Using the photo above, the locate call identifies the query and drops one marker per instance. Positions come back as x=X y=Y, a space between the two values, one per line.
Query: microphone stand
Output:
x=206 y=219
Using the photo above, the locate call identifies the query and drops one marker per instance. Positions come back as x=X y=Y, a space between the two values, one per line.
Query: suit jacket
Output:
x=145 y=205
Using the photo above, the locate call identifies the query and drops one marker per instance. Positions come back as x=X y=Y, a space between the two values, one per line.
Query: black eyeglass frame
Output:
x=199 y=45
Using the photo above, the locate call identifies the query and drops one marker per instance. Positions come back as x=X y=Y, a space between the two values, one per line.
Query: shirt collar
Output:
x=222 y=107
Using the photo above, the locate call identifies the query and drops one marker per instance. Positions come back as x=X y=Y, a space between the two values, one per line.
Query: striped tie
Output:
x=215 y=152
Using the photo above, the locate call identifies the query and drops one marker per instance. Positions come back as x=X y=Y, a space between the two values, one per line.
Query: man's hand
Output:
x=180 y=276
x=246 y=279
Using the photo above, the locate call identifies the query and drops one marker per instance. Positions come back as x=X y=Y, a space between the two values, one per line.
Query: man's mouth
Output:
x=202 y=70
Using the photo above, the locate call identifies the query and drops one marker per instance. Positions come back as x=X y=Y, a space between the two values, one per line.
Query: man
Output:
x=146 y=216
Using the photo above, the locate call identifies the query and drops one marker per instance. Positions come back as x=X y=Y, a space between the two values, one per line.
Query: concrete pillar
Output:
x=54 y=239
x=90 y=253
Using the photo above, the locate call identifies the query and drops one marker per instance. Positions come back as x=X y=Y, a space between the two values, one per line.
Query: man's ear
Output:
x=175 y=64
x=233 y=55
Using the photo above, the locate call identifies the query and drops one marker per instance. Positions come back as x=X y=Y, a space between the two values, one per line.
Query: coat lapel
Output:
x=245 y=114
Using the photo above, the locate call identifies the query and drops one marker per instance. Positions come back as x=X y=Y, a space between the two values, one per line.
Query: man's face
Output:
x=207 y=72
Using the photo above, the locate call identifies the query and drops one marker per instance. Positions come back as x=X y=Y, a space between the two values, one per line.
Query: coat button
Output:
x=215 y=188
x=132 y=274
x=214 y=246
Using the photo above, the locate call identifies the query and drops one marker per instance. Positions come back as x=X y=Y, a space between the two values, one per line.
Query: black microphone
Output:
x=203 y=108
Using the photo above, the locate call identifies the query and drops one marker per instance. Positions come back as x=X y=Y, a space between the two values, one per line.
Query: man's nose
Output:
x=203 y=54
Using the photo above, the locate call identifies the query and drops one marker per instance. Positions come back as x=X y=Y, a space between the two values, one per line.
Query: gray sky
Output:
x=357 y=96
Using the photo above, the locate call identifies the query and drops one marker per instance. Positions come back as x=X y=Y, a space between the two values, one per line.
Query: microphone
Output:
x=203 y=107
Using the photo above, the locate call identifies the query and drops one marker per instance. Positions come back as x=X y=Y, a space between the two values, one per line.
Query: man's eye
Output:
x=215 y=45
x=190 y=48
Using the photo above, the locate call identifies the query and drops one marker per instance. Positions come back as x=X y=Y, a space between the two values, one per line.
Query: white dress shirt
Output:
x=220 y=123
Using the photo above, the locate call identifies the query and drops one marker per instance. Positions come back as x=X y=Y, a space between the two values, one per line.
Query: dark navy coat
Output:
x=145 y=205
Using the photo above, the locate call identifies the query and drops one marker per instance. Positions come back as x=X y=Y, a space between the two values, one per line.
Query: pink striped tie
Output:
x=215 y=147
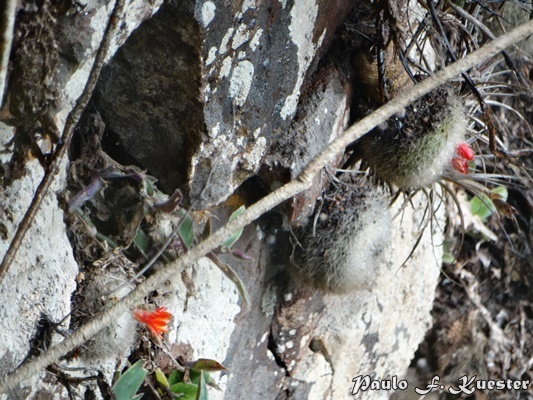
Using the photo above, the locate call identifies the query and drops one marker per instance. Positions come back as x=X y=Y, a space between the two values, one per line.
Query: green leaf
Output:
x=233 y=238
x=188 y=391
x=205 y=364
x=483 y=206
x=161 y=378
x=130 y=382
x=175 y=376
x=202 y=388
x=194 y=376
x=185 y=229
x=228 y=271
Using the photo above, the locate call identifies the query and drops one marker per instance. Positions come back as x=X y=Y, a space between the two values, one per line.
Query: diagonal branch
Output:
x=303 y=181
x=62 y=147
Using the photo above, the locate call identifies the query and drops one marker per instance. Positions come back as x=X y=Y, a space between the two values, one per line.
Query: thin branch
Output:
x=287 y=191
x=63 y=145
x=7 y=22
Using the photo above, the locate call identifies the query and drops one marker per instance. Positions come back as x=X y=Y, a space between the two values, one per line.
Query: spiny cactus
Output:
x=344 y=247
x=413 y=150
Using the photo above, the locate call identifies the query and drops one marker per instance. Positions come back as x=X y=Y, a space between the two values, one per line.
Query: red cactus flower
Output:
x=465 y=151
x=156 y=321
x=460 y=164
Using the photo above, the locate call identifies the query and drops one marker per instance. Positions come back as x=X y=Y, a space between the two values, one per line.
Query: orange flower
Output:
x=156 y=321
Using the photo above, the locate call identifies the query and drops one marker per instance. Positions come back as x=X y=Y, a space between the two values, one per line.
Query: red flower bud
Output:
x=460 y=164
x=465 y=151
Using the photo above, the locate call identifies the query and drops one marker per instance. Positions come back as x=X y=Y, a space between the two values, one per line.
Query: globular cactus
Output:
x=415 y=149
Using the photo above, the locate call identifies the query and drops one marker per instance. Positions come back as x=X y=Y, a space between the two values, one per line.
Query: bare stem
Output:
x=7 y=22
x=287 y=191
x=62 y=147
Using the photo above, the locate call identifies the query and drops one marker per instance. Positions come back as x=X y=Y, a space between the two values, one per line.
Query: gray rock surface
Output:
x=205 y=95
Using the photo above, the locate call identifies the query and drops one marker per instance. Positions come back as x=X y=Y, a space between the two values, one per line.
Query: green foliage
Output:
x=190 y=384
x=129 y=383
x=233 y=238
x=186 y=229
x=483 y=206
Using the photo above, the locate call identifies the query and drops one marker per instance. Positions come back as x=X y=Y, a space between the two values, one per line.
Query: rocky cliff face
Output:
x=213 y=97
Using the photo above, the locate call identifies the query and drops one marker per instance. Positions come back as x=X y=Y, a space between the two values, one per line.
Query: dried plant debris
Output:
x=342 y=248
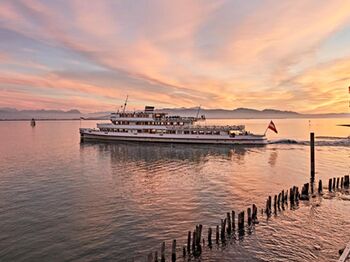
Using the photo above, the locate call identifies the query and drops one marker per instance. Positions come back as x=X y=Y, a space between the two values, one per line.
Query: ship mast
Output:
x=125 y=103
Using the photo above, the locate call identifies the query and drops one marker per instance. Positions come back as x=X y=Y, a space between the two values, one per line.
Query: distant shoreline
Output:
x=223 y=118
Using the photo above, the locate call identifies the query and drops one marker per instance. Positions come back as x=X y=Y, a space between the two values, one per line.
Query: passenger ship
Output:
x=151 y=126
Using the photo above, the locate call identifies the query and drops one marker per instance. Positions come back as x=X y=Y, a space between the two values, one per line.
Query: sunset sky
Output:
x=290 y=55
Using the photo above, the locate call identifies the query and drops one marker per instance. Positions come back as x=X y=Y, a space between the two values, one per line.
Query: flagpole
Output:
x=266 y=130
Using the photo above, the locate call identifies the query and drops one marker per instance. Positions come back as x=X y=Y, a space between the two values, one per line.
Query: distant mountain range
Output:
x=238 y=113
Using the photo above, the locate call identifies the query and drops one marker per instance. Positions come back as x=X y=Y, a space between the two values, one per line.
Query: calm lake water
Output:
x=61 y=200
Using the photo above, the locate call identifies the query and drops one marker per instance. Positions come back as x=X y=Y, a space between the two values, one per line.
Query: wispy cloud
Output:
x=180 y=53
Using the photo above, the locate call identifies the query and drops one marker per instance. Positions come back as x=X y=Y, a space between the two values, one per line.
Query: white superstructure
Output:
x=150 y=126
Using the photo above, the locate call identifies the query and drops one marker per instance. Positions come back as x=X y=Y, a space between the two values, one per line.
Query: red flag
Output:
x=272 y=127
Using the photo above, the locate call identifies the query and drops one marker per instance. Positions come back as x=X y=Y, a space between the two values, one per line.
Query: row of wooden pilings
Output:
x=229 y=227
x=228 y=224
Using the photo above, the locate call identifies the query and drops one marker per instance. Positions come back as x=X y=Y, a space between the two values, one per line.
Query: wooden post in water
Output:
x=312 y=159
x=223 y=229
x=249 y=215
x=189 y=242
x=337 y=183
x=209 y=237
x=330 y=185
x=194 y=242
x=255 y=214
x=173 y=251
x=286 y=197
x=156 y=256
x=162 y=253
x=229 y=223
x=241 y=222
x=291 y=196
x=320 y=186
x=346 y=182
x=233 y=220
x=150 y=257
x=305 y=192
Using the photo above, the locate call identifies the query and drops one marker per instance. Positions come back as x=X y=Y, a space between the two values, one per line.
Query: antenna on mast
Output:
x=199 y=108
x=126 y=101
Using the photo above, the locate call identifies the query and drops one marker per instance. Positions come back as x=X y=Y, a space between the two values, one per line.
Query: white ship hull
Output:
x=98 y=135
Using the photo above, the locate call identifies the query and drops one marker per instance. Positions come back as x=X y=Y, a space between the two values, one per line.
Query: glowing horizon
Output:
x=218 y=54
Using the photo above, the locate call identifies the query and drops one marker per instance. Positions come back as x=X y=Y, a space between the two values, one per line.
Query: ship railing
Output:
x=211 y=127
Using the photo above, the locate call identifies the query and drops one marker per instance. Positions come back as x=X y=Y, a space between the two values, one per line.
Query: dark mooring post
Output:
x=223 y=229
x=320 y=186
x=337 y=183
x=346 y=182
x=194 y=242
x=233 y=220
x=255 y=214
x=312 y=159
x=249 y=215
x=189 y=242
x=209 y=237
x=173 y=251
x=156 y=256
x=162 y=253
x=229 y=223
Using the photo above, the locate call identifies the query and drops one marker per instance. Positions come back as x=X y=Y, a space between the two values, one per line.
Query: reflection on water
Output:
x=62 y=200
x=131 y=152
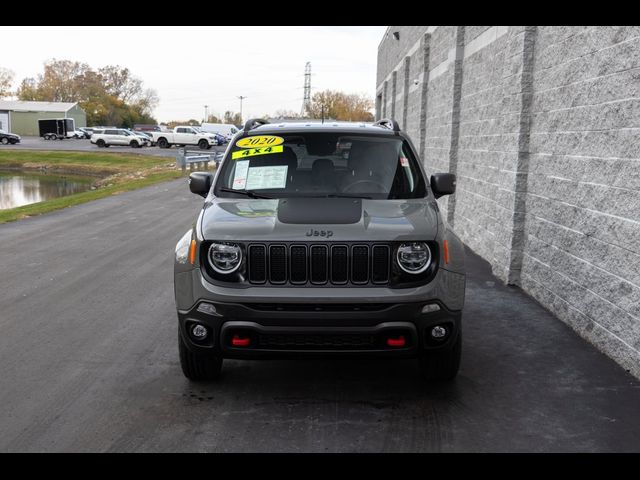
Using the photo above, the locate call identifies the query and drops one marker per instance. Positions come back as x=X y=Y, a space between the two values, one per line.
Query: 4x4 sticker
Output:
x=259 y=141
x=251 y=152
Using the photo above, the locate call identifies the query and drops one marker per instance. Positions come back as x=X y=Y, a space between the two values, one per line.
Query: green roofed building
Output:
x=21 y=117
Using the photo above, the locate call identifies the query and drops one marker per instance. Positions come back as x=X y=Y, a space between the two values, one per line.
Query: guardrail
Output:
x=200 y=160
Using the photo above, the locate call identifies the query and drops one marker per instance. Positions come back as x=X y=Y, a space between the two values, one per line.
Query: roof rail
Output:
x=253 y=123
x=389 y=123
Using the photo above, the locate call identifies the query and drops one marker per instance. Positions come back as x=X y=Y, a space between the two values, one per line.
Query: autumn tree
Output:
x=341 y=106
x=285 y=114
x=110 y=95
x=6 y=80
x=232 y=118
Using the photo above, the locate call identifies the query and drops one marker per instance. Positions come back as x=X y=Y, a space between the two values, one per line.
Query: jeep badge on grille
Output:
x=319 y=233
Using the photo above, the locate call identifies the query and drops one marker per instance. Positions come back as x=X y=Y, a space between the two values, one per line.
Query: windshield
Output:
x=321 y=165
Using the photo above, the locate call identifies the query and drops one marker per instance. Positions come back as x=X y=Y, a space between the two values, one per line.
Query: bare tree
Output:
x=6 y=81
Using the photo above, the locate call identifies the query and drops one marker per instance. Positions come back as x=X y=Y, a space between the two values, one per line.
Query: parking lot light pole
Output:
x=241 y=97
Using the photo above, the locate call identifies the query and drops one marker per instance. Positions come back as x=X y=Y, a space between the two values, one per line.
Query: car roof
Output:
x=319 y=127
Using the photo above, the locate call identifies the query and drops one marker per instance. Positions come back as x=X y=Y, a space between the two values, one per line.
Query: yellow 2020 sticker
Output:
x=251 y=152
x=259 y=141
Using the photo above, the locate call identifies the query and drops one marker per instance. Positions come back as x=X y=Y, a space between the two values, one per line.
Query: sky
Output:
x=191 y=67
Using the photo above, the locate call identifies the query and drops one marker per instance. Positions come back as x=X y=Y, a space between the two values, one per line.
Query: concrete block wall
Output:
x=541 y=125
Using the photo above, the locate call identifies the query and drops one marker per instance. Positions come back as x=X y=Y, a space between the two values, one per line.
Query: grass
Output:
x=114 y=173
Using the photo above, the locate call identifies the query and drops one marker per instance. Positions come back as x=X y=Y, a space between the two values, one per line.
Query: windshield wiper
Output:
x=346 y=195
x=248 y=193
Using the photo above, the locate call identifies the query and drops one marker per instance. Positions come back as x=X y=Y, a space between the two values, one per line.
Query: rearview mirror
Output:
x=443 y=184
x=200 y=183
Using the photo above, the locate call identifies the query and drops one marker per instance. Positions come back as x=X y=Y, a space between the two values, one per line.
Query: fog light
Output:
x=240 y=341
x=199 y=332
x=207 y=308
x=432 y=307
x=438 y=332
x=398 y=341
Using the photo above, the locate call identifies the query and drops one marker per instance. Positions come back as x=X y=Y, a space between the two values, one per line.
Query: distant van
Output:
x=224 y=129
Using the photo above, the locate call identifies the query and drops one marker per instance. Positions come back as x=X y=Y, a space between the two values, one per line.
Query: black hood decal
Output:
x=320 y=211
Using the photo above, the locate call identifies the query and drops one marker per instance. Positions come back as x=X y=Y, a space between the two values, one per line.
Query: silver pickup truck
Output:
x=320 y=239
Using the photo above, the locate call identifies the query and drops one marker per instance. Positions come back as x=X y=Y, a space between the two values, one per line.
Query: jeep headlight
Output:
x=414 y=257
x=225 y=257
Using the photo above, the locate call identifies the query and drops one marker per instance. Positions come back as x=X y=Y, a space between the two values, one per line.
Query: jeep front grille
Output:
x=319 y=264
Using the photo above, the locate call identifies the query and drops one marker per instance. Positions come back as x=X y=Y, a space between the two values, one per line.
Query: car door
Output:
x=121 y=138
x=183 y=135
x=110 y=137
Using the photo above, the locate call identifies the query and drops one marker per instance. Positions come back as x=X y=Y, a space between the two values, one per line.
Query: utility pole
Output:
x=306 y=100
x=241 y=97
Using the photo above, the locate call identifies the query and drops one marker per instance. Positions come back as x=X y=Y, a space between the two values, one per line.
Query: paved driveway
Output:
x=89 y=361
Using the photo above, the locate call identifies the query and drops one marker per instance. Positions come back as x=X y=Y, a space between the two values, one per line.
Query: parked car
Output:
x=299 y=251
x=116 y=136
x=78 y=133
x=226 y=130
x=146 y=128
x=147 y=140
x=7 y=138
x=184 y=135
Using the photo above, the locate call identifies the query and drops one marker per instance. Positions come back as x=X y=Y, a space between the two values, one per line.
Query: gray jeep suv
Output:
x=320 y=239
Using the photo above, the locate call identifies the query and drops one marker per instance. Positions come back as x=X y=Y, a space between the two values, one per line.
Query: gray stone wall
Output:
x=541 y=125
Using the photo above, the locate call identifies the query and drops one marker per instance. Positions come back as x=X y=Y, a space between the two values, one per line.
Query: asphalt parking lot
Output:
x=74 y=145
x=89 y=362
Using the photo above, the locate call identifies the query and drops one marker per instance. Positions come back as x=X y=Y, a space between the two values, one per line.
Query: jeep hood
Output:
x=319 y=219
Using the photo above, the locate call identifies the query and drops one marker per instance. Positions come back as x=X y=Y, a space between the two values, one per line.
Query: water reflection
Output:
x=17 y=189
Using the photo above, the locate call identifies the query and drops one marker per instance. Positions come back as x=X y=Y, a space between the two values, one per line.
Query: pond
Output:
x=21 y=188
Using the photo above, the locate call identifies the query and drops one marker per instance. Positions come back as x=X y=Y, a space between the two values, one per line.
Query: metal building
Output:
x=22 y=117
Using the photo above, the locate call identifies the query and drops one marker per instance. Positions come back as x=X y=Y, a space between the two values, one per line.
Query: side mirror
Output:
x=200 y=183
x=443 y=184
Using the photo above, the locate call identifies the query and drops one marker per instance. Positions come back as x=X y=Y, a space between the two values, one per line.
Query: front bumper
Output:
x=285 y=330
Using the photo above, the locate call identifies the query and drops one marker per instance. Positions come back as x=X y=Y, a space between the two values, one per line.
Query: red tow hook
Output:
x=239 y=341
x=398 y=341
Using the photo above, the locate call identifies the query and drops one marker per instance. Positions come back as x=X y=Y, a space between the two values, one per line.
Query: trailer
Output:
x=56 y=128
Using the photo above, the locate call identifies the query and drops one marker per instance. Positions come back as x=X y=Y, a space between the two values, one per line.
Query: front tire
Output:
x=442 y=364
x=198 y=367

+ + + +

Problem details
Rewrite the lines from the start of the records through the line with "x=146 y=216", putting "pin" in place of "marker" and changing nothing else.

Final answer
Using the photo above, the locate call identifies the query and drops one pin per instance. Positions come back as x=X y=Y, a space between the two values, one per line.
Query: microphone stand
Output:
x=206 y=219
Using the photo above, the locate call identifies the query and drops one pin per instance. Positions come back as x=X y=Y, a space between the two values, one per line.
Query: suit jacket
Output:
x=145 y=205
Using the photo above, the locate call identifies the query and drops one pin per instance. Positions come back as x=X y=Y, a space between the two values, one per line.
Query: black eyeglass frame
Output:
x=199 y=45
Using the photo above, the locate call identifies the query and drops one pin per instance. Positions come back as x=X y=Y, a space between the two values, one per line.
Query: shirt collar
Output:
x=222 y=107
Using the photo above, the locate call identifies the query and drops one pin per instance. Positions come back as x=X y=Y, a space between the two values, one per line.
Query: striped tie
Output:
x=215 y=152
Using the photo above, the locate call identifies the query and drops one pin per instance. Positions come back as x=X y=Y, a space between the two values, one per line.
Query: man's hand
Output:
x=180 y=276
x=246 y=279
Using the photo above, the locate call identifies the query and drops one pin per instance. Positions come back as x=X y=Y, a space between the two values, one per line.
Query: man's mouth
Output:
x=202 y=70
Using the photo above, the locate call identifies the query and drops one pin per instance. Positions come back as x=X y=Y, a space between the two values, one per line.
Query: man
Output:
x=146 y=216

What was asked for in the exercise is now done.